[Begin Source extract]
By Samuel W. Yohannes
Power and Legitimacy
One of the main issues that were never addressed properly is the legitimacy of government power in Ethiopia. This article attempts to clear the confusions that have arisen around this fundamental issue throughout our history, and explore means for instituting a legitimate power in Ethiopia.
God: The Basis of Ethiopian Monarchy
Like in most monarchies, the kings and queens of Ethiopia never questioned the divine origin of their power: they were the elects of God (Seyoome E’gziabher) chosen to guide their people. In fact they were the gift of God to the people and they were to be accepted as such by the people. Evidently, contractual presupposition between monarch and people were excluded beforehand: as elects of God, monarchs were above the people, they did not receive their titles from the people; monarch and people were on different levels. The people were subjects and as such they had no word in their governance. The monarchs commanded, directed, ruled and willed; the people obeyed, were led, administered and ruled. On such vertical premises, there was no theoretical foundation to challenge the monarchs’ basis for power. They had every right to feel entitled to their post and there was no reason for them to abandon it. The question here is, can a power instituted on such premises be considered legitimate? The monarch is ever free to feel entitled to his position, but can he claim legitimacy by referring to the divine origin of his post?
First of all, in order to make the above position plausible, one has to believe unreservedly in the existence of God, then accept that He chose this particular individual for the post. We may quickly say that such endeavors are quite impossible to achieve in a state such as modern Ethiopia where so many religions and so many creeds coexist, not to mention so many ethnic groups. It was, and would have remained an impossible tenet to uphold for much longer, let alone to perpetuate.
[End Source extract]
• **Task 1**:
Copy the segmentation listing from the line with "Trace the outline of every instance of the sky" to the line with "0], [177, 4]]", both lines included.
[Begin Data for processing]
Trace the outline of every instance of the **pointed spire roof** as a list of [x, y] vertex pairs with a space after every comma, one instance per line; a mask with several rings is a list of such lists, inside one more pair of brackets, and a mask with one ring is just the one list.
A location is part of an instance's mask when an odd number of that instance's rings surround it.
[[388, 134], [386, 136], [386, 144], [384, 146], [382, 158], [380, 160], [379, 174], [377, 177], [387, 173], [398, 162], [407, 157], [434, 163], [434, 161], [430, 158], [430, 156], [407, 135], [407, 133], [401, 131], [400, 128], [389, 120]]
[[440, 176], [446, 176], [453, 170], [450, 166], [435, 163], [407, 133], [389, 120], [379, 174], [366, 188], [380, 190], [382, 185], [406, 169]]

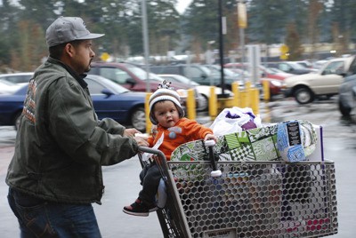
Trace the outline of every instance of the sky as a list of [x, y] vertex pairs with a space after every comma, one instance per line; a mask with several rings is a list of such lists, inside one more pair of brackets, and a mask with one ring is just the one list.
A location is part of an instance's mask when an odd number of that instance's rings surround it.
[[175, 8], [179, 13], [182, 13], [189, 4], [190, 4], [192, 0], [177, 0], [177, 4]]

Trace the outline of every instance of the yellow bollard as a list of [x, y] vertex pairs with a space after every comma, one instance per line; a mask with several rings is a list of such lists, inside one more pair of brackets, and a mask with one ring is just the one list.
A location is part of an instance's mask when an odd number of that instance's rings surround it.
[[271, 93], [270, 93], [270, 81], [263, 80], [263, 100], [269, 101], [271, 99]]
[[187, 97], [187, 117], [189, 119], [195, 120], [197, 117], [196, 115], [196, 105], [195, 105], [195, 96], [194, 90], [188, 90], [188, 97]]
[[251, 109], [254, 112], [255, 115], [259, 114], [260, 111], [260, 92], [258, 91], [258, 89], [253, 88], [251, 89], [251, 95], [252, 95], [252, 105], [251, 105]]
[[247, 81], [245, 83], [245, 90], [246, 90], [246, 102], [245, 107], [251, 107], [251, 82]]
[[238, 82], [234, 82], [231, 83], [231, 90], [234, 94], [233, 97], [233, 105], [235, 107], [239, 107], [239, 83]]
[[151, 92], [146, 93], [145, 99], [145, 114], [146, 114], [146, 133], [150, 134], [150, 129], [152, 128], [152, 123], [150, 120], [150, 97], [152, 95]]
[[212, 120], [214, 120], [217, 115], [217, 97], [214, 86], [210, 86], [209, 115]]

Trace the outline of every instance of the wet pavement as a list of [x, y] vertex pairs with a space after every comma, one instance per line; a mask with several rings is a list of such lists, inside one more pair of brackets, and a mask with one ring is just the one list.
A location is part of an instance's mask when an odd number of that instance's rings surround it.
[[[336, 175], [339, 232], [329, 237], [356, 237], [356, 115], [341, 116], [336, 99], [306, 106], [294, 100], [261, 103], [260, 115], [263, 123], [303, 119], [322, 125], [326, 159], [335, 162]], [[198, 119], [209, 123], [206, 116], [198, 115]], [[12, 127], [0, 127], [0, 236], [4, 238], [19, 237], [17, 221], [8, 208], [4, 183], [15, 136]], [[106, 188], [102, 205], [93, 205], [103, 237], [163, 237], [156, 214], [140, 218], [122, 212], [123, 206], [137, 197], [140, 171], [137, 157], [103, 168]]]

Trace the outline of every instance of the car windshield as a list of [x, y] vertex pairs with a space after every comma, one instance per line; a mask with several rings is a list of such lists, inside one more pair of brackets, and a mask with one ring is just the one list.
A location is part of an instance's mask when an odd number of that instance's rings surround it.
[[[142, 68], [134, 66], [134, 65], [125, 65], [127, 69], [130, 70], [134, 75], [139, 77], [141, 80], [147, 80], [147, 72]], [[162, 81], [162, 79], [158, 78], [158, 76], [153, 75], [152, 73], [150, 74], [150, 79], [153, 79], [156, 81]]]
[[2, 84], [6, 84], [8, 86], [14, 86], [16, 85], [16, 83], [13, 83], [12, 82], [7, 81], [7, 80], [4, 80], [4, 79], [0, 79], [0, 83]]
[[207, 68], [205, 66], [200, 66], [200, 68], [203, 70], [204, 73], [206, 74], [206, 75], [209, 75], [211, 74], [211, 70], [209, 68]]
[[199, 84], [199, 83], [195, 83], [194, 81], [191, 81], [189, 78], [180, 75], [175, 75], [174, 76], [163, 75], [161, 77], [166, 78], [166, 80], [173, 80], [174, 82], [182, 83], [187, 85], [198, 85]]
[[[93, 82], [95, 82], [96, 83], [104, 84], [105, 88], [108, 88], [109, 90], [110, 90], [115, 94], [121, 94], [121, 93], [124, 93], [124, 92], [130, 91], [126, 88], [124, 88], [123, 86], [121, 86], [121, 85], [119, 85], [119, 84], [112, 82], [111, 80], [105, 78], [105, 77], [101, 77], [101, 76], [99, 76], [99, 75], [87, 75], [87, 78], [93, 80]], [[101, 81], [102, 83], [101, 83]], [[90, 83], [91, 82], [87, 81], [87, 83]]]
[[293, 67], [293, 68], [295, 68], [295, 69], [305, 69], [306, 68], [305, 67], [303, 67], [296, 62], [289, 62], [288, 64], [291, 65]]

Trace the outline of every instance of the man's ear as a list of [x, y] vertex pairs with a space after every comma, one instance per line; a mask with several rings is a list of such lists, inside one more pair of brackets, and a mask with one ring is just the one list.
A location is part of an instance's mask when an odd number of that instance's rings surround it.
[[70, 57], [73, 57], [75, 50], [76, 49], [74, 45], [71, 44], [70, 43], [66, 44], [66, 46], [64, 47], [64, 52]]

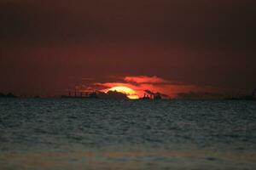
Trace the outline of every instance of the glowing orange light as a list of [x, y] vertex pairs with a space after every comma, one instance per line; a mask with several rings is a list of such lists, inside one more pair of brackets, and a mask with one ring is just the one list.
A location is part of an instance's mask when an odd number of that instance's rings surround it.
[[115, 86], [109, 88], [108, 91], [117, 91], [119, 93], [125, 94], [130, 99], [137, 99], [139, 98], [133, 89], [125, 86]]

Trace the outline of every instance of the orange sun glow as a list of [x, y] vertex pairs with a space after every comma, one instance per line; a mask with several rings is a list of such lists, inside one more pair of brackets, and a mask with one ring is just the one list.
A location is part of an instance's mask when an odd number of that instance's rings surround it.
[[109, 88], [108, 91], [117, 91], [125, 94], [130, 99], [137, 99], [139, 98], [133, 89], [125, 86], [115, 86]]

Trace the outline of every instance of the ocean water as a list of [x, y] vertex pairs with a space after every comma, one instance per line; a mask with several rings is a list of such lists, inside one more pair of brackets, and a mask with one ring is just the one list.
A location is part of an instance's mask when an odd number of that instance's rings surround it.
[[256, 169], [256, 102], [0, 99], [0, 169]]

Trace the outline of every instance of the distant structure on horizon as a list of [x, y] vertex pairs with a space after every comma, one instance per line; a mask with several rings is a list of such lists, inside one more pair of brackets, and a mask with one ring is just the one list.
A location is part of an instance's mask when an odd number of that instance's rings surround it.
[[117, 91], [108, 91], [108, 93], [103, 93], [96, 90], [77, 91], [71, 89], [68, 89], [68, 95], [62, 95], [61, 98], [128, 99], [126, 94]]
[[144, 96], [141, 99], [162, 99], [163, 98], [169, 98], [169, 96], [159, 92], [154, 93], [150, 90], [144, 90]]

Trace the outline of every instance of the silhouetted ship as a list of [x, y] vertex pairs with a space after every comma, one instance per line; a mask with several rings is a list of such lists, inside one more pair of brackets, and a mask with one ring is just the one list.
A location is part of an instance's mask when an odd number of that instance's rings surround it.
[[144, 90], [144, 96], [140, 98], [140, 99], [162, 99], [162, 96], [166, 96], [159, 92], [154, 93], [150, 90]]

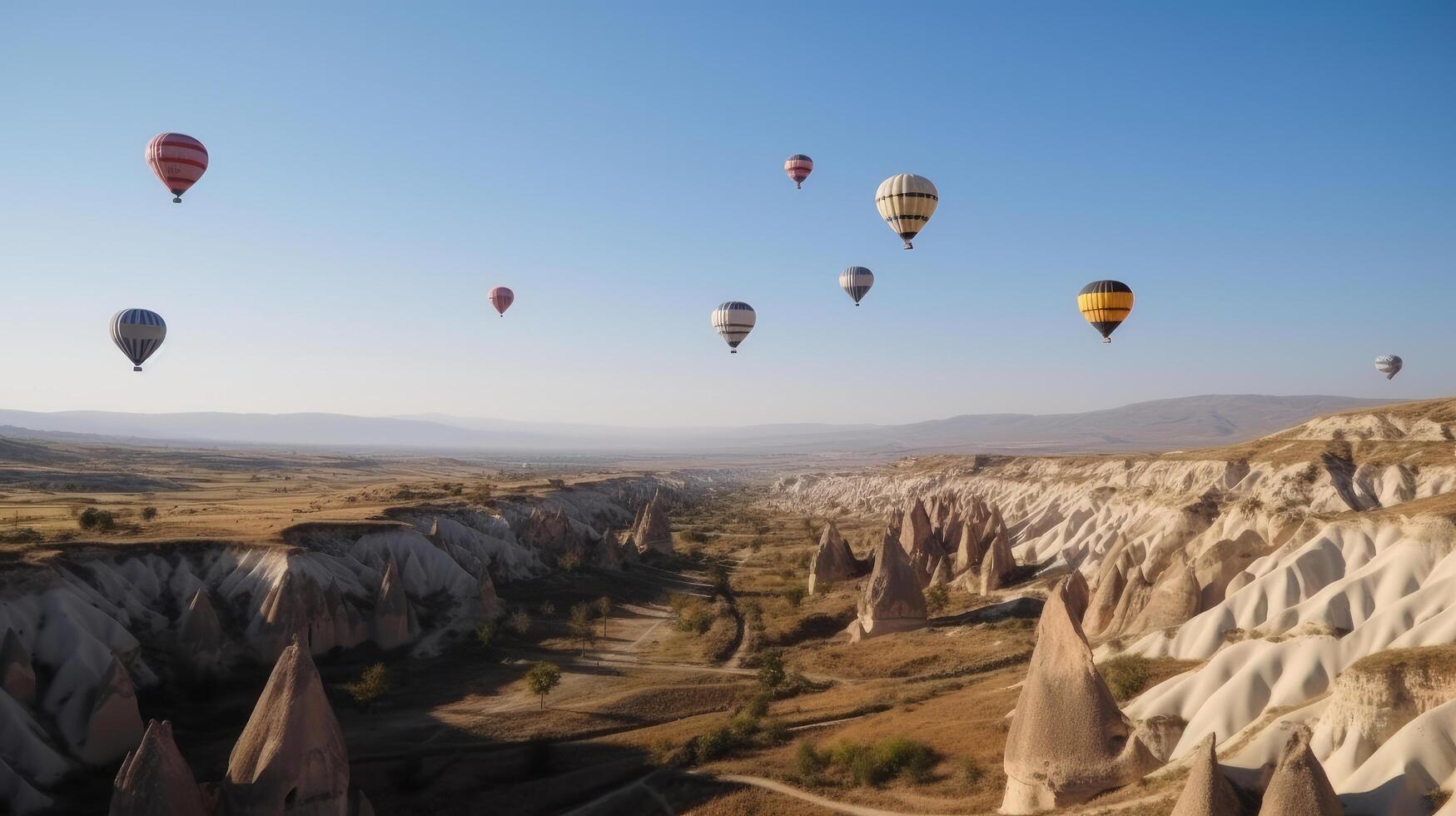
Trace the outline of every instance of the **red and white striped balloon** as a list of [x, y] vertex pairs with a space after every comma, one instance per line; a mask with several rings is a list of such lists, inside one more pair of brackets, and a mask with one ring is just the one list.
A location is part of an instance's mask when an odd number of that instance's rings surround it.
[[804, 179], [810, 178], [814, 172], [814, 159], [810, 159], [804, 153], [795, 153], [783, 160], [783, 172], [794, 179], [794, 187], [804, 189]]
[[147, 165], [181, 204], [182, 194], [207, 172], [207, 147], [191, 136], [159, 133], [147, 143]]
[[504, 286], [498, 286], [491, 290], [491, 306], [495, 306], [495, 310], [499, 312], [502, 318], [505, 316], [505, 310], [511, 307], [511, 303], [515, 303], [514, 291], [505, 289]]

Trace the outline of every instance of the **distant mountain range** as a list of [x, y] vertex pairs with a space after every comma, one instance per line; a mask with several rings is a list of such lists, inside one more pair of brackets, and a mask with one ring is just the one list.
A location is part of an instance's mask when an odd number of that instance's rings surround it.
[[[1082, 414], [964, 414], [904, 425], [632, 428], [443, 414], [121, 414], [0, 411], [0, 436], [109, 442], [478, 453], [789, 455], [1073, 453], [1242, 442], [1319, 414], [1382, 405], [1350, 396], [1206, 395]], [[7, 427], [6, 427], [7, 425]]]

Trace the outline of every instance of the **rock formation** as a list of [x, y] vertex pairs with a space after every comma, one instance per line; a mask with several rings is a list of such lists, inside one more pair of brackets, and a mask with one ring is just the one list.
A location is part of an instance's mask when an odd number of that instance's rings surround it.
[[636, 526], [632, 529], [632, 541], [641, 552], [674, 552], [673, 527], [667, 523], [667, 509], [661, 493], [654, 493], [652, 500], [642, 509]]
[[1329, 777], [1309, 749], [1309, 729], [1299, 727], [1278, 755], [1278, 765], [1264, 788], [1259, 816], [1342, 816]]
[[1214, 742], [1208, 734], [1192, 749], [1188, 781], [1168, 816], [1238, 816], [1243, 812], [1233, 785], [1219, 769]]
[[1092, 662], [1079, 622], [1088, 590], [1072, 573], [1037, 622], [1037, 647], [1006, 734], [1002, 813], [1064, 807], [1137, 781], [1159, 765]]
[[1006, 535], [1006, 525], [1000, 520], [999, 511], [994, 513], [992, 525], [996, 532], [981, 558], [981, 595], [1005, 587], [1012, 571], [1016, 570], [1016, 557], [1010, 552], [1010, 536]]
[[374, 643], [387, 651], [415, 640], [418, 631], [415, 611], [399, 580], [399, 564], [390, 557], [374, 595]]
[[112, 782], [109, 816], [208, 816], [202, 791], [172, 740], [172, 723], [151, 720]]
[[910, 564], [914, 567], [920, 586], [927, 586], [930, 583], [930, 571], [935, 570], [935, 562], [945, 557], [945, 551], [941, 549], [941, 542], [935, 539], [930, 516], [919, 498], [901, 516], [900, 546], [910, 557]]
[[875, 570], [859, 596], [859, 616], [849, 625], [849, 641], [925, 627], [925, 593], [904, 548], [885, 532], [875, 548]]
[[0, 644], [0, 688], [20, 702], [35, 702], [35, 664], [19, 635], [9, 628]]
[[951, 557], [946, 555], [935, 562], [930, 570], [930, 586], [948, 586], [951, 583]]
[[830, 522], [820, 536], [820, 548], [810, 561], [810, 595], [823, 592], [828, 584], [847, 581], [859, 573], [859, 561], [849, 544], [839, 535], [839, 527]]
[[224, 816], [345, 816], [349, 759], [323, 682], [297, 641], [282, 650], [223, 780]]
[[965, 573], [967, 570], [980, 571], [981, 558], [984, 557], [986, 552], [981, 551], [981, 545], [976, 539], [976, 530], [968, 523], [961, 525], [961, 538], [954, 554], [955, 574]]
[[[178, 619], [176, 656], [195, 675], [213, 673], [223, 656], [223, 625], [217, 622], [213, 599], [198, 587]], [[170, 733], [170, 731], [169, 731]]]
[End Data for processing]
• **Task 2**:
Answer these questions from the article on power and legitimacy in Ethiopia:
(a) What term does the article give in parentheses for "the elects of God"?
(b) What does the article say the people were, and what did they have in their governance?
(c) Besides so many religions and creeds, what else does the article say coexists in modern Ethiopia?

• **Expected answer 1**:
Trace the outline of every instance of the sky as a list of [x, y] vertex pairs with a space after every comma, one instance per line; a mask with several rings is a list of such lists, inside one more pair of brackets, and a mask with one ring is just the one list.
A location is part of an instance's mask when an odd number of that instance's rings surround it.
[[175, 8], [179, 13], [182, 13], [189, 4], [190, 4], [192, 0], [177, 0], [177, 4]]

• **Expected answer 2**:
(a) Seyoome E’gziabher.
(b) They were subjects, and they had no word in their governance.
(c) So many ethnic groups.